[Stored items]
^^^^
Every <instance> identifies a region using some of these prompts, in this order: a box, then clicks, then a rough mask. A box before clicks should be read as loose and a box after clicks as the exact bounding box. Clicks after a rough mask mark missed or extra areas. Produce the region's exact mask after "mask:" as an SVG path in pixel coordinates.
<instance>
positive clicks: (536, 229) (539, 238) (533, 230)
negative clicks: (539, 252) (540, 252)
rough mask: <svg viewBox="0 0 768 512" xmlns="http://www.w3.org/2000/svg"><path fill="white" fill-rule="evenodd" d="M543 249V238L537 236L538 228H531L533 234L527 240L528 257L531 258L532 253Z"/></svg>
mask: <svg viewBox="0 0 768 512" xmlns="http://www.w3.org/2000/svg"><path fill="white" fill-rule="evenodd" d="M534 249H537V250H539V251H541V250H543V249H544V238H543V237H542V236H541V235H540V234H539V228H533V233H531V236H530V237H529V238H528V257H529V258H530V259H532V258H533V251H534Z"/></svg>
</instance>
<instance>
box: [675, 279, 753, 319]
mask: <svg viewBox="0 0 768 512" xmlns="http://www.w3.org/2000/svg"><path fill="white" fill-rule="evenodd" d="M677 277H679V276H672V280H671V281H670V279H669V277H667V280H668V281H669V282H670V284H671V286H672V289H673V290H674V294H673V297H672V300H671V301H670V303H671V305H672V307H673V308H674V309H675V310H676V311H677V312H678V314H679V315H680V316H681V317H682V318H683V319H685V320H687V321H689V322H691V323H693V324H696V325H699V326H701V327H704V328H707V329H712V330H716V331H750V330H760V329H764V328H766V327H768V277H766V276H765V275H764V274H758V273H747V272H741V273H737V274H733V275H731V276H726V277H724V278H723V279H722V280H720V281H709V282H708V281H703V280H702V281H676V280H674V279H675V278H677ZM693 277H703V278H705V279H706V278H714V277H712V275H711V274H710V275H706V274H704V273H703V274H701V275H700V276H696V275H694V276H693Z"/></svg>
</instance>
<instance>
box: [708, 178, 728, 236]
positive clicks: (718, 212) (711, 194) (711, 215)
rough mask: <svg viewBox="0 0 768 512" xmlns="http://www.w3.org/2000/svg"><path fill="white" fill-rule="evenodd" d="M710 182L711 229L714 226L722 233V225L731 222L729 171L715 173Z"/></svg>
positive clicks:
^^^^
* _Assignment_
Keeping every word and mark as it is, print the entries above.

* _Response area_
Every <instance> identifies a region using some of these prompts, in this order: a box, then clicks, then a rough mask. A box before clicks should be read as loose and a box after clicks as the exact bounding box. Clicks after a rough mask mark missed or extra areas. Produce the region's exact mask after "mask:" as an SVG path in pixel coordinates.
<instance>
positive clicks: (536, 229) (539, 238) (533, 230)
negative clicks: (539, 252) (540, 252)
rough mask: <svg viewBox="0 0 768 512" xmlns="http://www.w3.org/2000/svg"><path fill="white" fill-rule="evenodd" d="M543 249V238L537 236L538 228H531L533 234L527 240L528 257L531 258L532 253Z"/></svg>
mask: <svg viewBox="0 0 768 512" xmlns="http://www.w3.org/2000/svg"><path fill="white" fill-rule="evenodd" d="M534 249H537V250H539V251H541V250H543V249H544V238H543V237H542V236H541V235H540V234H539V228H533V233H531V236H530V237H529V238H528V257H529V258H530V259H532V258H533V251H534Z"/></svg>
</instance>
<instance>
box: [675, 279, 753, 319]
mask: <svg viewBox="0 0 768 512" xmlns="http://www.w3.org/2000/svg"><path fill="white" fill-rule="evenodd" d="M677 277H679V276H672V280H671V281H670V279H669V277H667V280H668V281H669V282H670V284H671V286H672V289H673V290H674V294H673V297H672V300H671V301H670V303H671V305H672V307H673V308H674V309H675V310H676V311H677V312H678V314H679V315H680V316H681V317H682V318H683V319H685V320H687V321H689V322H691V323H693V324H696V325H699V326H701V327H704V328H707V329H712V330H716V331H750V330H760V329H764V328H766V327H768V277H766V276H765V275H764V274H758V273H747V272H741V273H737V274H733V275H731V276H726V277H724V278H723V279H722V280H720V281H709V282H708V281H703V280H702V281H676V280H674V279H675V278H677ZM693 277H703V278H705V279H706V278H714V277H712V275H711V274H710V275H706V274H704V273H703V274H701V275H700V276H696V275H694V276H693Z"/></svg>
</instance>
<instance>
box: [708, 178, 728, 236]
positive clicks: (718, 212) (711, 194) (711, 215)
rough mask: <svg viewBox="0 0 768 512" xmlns="http://www.w3.org/2000/svg"><path fill="white" fill-rule="evenodd" d="M710 182L711 229L714 226L722 233V225L731 222L729 171L715 173Z"/></svg>
positive clicks:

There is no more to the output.